*WHAT YOU SHOULD DO*
Reproduce verbatim the lines starting with the line that contains "Where can the bull" and continuing through the line that contains "column 437, row 474", with both of those lines included.

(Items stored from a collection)
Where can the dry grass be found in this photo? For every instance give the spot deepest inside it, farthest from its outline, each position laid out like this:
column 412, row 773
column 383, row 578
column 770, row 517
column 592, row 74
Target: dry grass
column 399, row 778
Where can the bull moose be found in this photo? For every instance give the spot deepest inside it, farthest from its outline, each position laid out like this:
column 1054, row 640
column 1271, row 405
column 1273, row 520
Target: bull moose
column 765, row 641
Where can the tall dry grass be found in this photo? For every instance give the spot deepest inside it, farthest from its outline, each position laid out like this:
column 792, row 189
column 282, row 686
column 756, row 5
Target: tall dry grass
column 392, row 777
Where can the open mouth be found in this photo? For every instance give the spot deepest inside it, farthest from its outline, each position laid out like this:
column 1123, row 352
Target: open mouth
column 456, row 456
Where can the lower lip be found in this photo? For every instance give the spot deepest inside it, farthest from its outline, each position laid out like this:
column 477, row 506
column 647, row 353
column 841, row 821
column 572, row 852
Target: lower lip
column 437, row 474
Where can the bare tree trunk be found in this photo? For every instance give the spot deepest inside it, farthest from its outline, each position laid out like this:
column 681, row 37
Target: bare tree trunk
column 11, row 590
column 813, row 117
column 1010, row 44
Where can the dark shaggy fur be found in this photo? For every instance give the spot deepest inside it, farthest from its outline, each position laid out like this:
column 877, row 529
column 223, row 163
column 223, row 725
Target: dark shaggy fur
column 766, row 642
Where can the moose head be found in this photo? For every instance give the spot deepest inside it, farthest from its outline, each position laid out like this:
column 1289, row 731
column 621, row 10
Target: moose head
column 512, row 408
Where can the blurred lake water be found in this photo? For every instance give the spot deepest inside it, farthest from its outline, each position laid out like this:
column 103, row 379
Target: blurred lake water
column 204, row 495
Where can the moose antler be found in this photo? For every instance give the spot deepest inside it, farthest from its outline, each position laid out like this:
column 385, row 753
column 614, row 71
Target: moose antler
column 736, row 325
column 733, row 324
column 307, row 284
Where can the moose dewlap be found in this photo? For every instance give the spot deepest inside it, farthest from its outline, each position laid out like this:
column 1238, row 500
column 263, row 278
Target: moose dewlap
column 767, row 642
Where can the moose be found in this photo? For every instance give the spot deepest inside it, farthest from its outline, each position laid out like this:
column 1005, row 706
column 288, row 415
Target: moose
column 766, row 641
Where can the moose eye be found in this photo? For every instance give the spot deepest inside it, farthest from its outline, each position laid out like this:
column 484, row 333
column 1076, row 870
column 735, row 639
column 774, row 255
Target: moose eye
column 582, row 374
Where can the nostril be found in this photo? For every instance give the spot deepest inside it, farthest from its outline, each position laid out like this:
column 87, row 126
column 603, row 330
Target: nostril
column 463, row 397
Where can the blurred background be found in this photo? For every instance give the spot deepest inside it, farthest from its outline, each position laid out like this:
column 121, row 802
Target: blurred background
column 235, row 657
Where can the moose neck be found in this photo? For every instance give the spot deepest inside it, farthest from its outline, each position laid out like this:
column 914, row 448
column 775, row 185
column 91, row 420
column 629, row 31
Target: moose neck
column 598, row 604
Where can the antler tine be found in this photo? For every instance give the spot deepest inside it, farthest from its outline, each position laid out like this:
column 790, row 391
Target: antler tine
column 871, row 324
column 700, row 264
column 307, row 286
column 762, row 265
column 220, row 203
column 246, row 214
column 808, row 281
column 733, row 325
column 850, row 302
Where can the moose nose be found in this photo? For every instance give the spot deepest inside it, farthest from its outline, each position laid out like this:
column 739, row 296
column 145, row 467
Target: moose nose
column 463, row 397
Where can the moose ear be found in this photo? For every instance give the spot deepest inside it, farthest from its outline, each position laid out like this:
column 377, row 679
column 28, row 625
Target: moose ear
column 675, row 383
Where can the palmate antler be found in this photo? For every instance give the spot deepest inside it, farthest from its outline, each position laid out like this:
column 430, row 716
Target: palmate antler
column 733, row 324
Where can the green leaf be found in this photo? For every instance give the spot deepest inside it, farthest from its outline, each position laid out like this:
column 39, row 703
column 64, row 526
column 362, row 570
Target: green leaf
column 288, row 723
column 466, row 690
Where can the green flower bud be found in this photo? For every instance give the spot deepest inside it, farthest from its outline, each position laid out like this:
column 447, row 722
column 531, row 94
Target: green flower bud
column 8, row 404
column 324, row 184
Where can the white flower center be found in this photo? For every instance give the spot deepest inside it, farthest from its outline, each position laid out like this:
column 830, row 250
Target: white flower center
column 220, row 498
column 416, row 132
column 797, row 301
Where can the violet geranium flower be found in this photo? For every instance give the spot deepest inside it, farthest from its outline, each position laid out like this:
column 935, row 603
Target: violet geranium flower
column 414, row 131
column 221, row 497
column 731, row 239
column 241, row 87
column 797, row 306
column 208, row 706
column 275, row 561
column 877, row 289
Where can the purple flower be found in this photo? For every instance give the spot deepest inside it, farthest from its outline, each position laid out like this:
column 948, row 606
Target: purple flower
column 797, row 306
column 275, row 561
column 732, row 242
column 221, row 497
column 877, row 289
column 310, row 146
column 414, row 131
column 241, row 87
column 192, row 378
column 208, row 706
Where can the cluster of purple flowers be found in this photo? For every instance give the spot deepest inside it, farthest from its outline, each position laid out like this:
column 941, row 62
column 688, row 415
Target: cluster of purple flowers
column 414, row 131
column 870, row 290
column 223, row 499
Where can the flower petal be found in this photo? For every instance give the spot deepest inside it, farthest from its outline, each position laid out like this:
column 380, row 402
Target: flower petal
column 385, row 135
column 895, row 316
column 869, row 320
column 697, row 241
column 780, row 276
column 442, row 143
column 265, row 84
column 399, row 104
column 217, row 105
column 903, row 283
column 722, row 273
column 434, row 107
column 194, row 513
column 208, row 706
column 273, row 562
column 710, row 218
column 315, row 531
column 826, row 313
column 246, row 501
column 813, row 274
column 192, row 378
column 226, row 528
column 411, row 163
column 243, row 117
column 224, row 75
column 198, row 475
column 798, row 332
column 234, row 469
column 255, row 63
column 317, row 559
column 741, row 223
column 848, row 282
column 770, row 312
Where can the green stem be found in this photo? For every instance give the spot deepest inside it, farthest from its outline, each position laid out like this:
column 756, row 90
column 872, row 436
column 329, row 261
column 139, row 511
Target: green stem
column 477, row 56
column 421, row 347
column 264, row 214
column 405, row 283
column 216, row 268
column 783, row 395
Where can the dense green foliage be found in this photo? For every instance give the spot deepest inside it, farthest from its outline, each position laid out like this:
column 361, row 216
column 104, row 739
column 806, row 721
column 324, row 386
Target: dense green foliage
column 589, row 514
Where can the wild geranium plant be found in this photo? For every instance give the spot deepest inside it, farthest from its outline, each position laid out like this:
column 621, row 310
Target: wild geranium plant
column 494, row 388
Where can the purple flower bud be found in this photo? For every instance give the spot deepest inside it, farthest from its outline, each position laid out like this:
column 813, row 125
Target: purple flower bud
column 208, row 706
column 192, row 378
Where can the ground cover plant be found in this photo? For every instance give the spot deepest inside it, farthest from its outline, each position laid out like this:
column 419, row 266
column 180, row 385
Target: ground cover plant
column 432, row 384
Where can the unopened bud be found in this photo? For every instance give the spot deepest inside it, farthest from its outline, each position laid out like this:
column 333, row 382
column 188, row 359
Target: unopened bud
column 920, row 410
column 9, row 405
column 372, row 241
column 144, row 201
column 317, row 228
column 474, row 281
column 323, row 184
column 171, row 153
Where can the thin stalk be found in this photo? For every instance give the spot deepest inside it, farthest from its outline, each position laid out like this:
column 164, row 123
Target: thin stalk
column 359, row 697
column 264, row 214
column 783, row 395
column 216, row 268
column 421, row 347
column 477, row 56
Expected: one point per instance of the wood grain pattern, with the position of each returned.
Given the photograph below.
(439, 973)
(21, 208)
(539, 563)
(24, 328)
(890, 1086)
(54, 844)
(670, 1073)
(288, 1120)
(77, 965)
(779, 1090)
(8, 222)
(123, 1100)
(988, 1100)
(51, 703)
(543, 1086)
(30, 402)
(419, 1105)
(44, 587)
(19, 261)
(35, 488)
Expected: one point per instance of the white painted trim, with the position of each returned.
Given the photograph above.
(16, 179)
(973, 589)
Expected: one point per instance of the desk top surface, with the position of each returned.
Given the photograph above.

*FINISHED TASK*
Where can the bull moose be found in this photo? For every instance give the spot deepest inside it, farthest from its outline, each position laid out like this:
column 1054, row 640
column 1271, row 405
column 1273, row 520
Target: bull moose
column 765, row 641
Where can the tall dry grass be found in this photo? For every instance give the spot deepest inside it, farthest from its outline, each position laid out like this:
column 792, row 189
column 282, row 686
column 756, row 5
Target: tall dry grass
column 392, row 777
Where can the open mouth be found in this photo? For every instance give the spot deepest inside it, farthest from its outline, each position laid out like this:
column 1123, row 352
Target: open mouth
column 456, row 456
Where can the lower lip be found in this photo? For every instance give the spot deepest inside it, farthest from its outline, each position laid out like this:
column 477, row 506
column 647, row 353
column 841, row 821
column 572, row 852
Target: lower lip
column 437, row 474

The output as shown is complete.